***** DATA FOR THE TASK *****
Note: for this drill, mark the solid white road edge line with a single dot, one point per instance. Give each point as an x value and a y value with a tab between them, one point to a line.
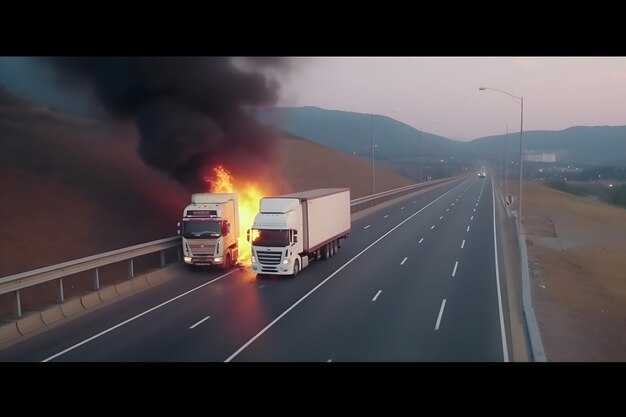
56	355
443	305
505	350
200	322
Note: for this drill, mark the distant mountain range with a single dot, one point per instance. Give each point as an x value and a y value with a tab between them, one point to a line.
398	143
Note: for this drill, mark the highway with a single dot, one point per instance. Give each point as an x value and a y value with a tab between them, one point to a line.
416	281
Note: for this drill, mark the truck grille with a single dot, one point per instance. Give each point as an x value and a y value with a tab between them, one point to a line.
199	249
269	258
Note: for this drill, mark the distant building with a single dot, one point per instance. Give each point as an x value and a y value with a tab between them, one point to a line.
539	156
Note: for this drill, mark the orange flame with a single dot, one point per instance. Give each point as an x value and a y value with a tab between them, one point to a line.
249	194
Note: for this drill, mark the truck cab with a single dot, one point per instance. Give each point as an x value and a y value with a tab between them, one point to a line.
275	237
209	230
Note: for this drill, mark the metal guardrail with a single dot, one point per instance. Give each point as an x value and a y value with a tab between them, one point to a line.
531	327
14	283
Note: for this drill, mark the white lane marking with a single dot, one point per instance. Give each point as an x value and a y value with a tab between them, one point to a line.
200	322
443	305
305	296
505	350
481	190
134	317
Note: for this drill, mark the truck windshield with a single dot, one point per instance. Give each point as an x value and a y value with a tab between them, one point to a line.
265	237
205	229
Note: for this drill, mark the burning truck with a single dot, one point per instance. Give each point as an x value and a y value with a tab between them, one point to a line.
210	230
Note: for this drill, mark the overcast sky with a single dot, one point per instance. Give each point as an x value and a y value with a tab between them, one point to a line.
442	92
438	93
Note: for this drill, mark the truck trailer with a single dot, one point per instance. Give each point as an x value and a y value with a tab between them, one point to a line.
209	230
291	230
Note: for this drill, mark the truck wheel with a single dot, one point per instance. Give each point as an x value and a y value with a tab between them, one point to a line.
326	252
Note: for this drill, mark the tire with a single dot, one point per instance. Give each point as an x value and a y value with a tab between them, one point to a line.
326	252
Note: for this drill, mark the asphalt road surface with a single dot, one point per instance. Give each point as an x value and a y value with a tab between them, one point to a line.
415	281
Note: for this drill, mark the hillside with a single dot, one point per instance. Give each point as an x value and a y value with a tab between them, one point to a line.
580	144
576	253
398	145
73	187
*****
***** DATA FOR THE TASK *****
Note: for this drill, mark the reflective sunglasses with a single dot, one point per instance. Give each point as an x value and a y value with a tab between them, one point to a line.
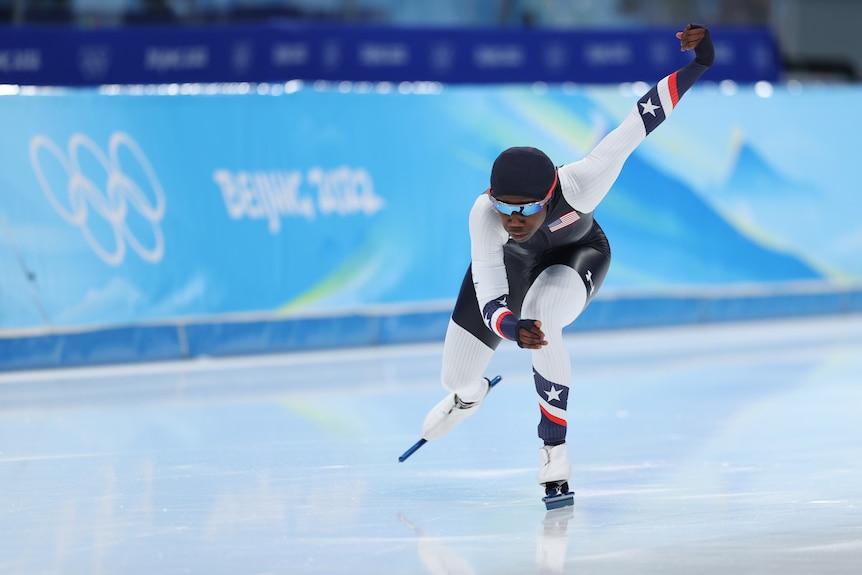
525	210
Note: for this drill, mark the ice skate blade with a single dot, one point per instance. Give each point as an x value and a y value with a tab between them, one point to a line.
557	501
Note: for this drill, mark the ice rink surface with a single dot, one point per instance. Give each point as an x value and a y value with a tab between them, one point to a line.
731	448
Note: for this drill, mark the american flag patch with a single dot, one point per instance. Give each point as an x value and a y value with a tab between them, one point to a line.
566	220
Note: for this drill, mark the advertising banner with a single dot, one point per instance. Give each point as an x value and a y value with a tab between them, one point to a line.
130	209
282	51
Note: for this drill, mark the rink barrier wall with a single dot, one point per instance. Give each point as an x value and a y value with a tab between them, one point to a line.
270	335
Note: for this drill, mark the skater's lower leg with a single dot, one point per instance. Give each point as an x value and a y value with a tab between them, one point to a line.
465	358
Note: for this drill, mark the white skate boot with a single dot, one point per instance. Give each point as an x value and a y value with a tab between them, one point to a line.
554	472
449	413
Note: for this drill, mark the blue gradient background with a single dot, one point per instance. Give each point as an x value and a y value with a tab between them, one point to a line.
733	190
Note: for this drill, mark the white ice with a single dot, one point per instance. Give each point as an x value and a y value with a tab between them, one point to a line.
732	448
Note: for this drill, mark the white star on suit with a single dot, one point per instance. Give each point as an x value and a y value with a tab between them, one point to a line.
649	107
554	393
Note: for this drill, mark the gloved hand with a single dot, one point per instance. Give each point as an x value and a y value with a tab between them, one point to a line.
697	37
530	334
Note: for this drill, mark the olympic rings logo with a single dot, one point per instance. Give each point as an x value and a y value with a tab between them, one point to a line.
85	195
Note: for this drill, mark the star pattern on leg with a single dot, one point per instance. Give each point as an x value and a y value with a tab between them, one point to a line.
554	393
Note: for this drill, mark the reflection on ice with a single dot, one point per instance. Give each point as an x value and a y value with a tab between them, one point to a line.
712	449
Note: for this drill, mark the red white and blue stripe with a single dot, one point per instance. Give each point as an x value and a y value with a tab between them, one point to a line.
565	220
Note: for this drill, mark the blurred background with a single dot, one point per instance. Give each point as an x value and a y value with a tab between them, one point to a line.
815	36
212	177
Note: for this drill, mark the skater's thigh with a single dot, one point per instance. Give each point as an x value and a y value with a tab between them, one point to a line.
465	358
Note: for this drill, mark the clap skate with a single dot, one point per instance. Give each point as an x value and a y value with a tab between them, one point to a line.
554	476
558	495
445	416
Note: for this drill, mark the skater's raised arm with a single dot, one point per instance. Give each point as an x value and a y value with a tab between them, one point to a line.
*****
SET PROBLEM:
Count the lines in the material above that contain the string "skater", treating uppercase and lowercase as different. Give only the number.

SOLUTION TO THE PROBLEM:
3